==== Source passage ====
S. ELGORT: What are some subjects that you’ve been able to talk about through the lens of fashion?
FRIEDMAN: You can talk about politics, identity, power, tariffs.
S. ELGORT: How would you talk about tariffs?
FRIEDMAN: I mean, every issue around dress codes or uniforms is really a story about the social contract. It’s really about [Jean-Jacques] Rousseau. That’s one example.
S. ELGORT: Dara, you studied print journalism, right?
DARA: Yeah.
S. ELGORT: You’ve said that you like to write with clothes and photos and speak to people through images. So you decided to use those to write instead of actually writing?
DARA: I think it’s always been my more comfortable mode of communication, but that doesn’t mean I’m looking at the subject with any less of an eye about what this person means right now and why we care and how to translate that. It’s not just like, “That’s a cool jacket, let’s put you in that jacket.” It’s thinking, “Where are you photographing them? Why are you doing that?” Approaching it in a way that illustrates the words that go along with those pictures. There’s nothing worse than an amazing interview or written piece with dead pictures that do nothing. If they both work together, they activate each other in a way that’s even more exciting. You see this amazing image, then you stop and read what’s written, and you get a fully well-rounded experience of that person or that idea. That’s such an important way to look at making a picture when you’re an editor or a stylist. I think it’s such a waste to not look at it that way. No dress exists in a vacuum, and you have to think about it a little bit.
S. ELGORT: How do you find your next project?
DARA: I mean, as an editor in fashion, a lot of it is assignment-based. It’s sort of, “What’s being promoted? Who’s out in culture right now? Who’s available to do something?” That’s why I look at it with that lens—because, a lot of times, it’s someone that I’m not thinking about until they land in my lap as a person to be paying attention to or shooting. Then you’re like, “What do I think about them? What is the public’s perception? What are they trying to say right now? How do we make them look new or identify and amplify something if they’re someone we don’t know yet?” That’s normally the case.
S. ELGORT: Dad, how do you pick who you want to photograph?
A. ELGORT: I have an inkling. For example, I discovered Christy Turlington. She was a model that came from Ford [Model Management]. Somebody saw her and came to me, but the booker said, “We have much better models than this.” I said, “I like Christy Turlington. I think I’m going to make her a star.” And guess what? She’s still as beautiful and smart as can be.
==== Extracted material ====
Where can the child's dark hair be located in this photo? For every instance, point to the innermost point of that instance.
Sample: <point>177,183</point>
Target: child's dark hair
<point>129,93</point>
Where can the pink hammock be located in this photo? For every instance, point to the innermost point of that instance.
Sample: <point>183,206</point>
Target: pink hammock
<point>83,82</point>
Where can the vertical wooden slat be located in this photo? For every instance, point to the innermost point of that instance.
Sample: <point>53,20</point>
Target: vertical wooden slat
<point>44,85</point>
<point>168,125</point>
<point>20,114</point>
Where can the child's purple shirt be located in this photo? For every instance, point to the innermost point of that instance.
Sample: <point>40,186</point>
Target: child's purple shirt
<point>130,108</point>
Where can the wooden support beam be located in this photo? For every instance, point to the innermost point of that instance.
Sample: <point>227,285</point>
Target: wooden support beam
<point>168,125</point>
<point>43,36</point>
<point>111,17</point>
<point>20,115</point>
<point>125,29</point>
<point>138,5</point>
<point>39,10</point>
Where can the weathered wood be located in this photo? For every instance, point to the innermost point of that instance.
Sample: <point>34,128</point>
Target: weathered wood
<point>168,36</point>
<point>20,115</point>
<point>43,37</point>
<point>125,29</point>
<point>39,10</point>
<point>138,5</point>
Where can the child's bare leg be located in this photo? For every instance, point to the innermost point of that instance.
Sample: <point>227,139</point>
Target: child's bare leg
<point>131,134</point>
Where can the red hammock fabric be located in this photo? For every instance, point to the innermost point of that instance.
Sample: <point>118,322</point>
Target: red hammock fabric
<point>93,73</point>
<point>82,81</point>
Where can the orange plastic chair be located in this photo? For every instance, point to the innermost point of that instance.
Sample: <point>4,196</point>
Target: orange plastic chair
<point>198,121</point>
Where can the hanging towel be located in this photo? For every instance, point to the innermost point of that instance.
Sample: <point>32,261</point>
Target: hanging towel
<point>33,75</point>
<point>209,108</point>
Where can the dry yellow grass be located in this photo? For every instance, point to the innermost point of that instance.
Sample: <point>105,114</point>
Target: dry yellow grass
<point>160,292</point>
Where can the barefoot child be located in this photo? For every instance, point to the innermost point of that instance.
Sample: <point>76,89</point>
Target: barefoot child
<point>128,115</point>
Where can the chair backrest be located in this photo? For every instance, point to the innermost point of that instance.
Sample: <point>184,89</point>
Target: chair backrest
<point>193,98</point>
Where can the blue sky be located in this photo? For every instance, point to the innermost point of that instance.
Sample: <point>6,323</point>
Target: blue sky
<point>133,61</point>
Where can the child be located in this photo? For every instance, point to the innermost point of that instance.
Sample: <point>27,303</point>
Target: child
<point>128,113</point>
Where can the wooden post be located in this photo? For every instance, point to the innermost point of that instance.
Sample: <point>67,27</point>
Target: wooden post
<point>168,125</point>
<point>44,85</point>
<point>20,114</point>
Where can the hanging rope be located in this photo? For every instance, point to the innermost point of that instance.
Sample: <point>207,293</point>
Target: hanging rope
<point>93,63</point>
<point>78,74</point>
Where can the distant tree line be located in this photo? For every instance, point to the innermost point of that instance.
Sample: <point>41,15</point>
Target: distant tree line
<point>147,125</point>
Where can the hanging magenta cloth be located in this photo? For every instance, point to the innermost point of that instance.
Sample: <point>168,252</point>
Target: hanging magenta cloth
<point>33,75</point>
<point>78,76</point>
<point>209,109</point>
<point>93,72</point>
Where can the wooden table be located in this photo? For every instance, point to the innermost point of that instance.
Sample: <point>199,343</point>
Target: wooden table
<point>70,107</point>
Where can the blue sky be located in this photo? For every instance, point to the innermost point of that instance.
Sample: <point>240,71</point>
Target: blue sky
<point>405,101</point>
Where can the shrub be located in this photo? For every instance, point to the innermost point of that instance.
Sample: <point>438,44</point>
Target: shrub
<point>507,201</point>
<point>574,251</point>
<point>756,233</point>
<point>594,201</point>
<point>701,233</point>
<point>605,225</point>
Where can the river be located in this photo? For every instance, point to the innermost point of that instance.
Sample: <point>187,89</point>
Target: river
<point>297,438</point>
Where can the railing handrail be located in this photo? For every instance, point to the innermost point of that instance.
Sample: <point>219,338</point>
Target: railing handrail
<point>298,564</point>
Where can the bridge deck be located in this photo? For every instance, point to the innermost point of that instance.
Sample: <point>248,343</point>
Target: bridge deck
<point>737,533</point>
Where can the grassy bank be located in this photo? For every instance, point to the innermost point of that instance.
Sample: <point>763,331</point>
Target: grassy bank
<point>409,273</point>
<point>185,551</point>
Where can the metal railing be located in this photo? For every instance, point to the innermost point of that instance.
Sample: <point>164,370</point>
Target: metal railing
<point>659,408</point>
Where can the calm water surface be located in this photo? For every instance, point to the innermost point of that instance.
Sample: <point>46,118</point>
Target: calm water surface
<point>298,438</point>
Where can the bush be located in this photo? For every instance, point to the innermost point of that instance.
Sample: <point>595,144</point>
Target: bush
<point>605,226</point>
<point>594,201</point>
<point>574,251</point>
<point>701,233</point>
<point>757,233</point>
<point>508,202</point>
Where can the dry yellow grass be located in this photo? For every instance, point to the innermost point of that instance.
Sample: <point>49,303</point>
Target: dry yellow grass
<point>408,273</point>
====
> **Stated goal**
Return the part of the fashion interview that runs from "DARA: Yeah." up to and including "of actually writing?", copied word for word.

> **Reply**
DARA: Yeah.
S. ELGORT: You’ve said that you like to write with clothes and photos and speak to people through images. So you decided to use those to write instead of actually writing?